- **What is expected**
How many lines in the listing below contain the word "leaf"? Reply with only the number.

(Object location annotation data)
>> Begin
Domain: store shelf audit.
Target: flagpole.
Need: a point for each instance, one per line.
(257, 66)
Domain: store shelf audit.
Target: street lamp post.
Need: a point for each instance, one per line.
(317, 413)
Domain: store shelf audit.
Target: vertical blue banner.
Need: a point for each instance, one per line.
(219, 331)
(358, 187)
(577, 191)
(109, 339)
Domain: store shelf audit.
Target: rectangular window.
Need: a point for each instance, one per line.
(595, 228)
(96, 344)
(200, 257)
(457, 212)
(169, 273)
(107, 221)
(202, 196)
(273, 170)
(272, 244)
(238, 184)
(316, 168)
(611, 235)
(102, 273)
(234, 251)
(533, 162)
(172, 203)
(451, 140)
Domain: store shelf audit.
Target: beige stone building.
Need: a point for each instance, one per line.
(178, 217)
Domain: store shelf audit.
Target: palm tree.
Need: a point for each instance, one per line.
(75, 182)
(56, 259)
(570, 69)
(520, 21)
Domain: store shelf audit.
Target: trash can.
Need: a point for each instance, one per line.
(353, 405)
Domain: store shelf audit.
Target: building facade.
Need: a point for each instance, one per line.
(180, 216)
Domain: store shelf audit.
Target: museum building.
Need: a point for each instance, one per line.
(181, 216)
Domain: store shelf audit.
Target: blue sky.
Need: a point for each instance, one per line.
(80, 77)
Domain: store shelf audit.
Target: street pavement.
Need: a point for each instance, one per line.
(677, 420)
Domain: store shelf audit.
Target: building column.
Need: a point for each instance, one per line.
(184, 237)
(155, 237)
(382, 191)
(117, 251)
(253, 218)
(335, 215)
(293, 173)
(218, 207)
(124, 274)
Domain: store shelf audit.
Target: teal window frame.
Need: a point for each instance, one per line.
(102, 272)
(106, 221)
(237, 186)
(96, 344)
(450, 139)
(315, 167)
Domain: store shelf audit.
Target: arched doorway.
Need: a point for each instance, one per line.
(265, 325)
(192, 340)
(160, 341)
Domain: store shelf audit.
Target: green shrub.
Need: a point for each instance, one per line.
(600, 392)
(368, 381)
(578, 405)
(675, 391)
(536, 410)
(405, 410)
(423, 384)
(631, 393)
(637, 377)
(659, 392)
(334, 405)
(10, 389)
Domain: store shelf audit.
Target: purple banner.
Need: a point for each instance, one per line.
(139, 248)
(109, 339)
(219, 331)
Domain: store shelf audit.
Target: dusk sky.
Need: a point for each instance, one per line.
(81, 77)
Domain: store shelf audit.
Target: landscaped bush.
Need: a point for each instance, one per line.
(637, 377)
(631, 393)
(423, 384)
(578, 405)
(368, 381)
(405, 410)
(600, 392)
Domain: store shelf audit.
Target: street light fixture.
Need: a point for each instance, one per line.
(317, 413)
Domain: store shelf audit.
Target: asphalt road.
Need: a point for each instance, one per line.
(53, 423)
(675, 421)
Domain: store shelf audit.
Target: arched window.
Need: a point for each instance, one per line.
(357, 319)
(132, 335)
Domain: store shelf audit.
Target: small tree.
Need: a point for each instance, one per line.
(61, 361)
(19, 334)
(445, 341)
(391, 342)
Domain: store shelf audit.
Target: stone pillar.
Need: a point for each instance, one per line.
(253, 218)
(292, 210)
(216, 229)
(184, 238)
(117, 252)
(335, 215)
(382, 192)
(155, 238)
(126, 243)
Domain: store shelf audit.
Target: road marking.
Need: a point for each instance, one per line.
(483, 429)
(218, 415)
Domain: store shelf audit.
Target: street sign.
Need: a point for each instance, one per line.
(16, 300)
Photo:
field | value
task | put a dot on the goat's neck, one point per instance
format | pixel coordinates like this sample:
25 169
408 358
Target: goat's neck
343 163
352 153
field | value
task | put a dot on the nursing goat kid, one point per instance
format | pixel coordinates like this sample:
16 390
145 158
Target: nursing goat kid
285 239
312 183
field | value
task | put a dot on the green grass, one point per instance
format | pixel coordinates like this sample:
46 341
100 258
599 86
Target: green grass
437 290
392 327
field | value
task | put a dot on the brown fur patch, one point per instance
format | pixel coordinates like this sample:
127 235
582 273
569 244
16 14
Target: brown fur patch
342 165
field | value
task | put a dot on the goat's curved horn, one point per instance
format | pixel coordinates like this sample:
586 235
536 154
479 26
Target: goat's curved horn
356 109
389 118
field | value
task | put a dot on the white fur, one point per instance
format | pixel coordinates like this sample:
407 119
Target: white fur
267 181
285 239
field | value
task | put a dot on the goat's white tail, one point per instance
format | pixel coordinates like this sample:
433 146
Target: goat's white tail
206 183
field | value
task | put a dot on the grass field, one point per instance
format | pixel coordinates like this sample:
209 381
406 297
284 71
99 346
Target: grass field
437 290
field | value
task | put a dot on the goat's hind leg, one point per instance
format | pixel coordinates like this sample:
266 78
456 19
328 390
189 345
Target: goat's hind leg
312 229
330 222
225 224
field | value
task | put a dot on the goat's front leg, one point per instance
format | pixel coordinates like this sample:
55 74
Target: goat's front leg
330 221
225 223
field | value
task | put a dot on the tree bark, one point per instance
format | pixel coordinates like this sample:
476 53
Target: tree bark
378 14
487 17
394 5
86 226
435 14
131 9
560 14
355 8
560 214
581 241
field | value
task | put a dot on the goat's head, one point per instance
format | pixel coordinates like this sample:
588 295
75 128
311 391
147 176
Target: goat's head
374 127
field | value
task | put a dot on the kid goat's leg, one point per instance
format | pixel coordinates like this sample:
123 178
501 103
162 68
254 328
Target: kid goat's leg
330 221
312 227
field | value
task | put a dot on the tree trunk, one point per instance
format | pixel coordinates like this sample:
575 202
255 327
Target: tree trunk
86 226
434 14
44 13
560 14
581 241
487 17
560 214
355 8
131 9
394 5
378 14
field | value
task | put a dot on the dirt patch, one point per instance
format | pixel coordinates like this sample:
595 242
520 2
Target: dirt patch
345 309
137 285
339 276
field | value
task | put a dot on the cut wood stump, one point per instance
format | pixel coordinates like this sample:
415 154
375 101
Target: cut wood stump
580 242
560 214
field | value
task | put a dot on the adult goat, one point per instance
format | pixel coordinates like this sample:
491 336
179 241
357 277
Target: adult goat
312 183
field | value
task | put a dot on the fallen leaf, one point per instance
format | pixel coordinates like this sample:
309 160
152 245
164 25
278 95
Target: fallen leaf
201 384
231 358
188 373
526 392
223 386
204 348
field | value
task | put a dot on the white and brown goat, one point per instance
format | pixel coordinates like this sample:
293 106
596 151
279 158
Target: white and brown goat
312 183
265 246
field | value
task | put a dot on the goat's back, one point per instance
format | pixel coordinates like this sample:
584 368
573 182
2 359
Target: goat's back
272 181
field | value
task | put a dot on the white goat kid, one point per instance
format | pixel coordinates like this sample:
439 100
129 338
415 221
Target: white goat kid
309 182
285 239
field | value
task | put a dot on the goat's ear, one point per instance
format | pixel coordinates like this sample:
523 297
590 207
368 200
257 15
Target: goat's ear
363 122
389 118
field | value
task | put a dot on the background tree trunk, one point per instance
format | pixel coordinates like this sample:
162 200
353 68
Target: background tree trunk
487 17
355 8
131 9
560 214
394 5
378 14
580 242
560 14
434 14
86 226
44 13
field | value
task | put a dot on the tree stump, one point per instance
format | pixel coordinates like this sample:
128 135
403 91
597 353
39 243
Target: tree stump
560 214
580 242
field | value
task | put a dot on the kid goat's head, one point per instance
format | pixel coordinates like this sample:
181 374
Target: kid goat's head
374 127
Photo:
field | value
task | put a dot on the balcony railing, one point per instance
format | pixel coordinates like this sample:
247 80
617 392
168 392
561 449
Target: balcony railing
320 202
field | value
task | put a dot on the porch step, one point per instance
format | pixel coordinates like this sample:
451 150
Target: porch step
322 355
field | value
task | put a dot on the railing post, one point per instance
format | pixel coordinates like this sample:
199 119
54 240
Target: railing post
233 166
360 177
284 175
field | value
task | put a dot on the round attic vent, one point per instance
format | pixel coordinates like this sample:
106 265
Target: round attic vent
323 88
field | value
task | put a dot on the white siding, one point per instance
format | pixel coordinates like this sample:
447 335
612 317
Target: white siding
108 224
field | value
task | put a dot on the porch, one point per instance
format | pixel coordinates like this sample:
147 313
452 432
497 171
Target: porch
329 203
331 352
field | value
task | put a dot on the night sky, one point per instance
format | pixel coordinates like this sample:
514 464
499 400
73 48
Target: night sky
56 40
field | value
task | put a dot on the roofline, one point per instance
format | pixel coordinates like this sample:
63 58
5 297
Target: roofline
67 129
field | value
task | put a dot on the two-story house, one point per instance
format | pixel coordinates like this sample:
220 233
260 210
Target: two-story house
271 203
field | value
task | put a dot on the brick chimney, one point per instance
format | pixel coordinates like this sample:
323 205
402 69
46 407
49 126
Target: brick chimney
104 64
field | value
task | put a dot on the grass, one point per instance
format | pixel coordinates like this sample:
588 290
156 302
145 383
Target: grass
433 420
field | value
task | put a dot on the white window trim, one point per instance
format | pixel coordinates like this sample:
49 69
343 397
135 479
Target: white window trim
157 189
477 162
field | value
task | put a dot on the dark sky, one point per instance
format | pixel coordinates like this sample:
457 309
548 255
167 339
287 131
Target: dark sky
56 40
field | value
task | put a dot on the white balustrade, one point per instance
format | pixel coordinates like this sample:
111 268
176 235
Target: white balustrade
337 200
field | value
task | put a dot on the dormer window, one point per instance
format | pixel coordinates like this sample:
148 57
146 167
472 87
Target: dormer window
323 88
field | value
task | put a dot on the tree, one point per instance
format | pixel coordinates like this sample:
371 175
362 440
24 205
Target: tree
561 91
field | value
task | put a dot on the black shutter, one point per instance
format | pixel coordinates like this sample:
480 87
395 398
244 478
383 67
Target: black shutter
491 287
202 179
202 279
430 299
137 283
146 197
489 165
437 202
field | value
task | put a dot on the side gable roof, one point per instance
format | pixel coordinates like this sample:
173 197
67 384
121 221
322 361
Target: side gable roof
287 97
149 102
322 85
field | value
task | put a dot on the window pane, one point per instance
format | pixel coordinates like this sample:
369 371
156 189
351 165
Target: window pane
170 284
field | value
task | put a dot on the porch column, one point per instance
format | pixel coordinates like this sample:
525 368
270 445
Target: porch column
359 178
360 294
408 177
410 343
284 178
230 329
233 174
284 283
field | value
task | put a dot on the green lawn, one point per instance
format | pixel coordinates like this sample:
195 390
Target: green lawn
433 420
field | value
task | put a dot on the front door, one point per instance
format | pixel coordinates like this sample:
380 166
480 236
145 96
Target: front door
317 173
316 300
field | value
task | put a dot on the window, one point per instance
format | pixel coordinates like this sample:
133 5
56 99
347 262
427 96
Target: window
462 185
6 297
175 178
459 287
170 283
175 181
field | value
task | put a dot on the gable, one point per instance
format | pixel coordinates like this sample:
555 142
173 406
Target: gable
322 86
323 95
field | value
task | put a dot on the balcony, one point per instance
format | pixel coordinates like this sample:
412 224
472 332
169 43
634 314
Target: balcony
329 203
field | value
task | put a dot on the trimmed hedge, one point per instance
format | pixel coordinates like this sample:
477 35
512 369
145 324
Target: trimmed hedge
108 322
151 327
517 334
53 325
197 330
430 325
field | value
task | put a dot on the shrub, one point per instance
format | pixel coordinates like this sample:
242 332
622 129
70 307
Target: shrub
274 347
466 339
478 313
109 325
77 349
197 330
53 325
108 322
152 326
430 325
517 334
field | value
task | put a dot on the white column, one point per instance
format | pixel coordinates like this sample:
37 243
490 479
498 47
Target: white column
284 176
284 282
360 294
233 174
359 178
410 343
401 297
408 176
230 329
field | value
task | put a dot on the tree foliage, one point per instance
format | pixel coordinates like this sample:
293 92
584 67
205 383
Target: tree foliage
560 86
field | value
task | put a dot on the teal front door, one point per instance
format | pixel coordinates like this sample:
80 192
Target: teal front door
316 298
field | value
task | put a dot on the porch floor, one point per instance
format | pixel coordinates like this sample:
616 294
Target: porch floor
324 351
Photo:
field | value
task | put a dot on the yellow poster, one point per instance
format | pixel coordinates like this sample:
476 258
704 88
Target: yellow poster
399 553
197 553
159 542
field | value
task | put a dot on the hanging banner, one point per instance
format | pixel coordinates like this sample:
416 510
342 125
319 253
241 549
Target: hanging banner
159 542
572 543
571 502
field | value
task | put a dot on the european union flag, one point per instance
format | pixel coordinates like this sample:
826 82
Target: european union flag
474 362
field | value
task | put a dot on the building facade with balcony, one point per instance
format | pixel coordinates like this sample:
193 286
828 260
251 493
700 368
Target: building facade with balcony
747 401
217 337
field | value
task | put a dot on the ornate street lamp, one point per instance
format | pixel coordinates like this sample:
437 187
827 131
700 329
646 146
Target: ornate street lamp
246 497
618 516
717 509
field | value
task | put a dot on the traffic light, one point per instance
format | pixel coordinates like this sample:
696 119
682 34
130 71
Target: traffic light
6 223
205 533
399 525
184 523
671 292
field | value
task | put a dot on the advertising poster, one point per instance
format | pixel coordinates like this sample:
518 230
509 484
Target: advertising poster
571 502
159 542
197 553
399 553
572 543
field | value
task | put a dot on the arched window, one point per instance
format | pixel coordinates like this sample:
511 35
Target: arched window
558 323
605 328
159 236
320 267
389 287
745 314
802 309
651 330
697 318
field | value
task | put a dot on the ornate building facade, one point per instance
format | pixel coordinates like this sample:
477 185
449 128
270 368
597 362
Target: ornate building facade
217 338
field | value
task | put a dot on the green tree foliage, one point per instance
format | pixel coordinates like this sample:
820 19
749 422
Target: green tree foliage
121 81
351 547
>> End
- **Exercise response**
2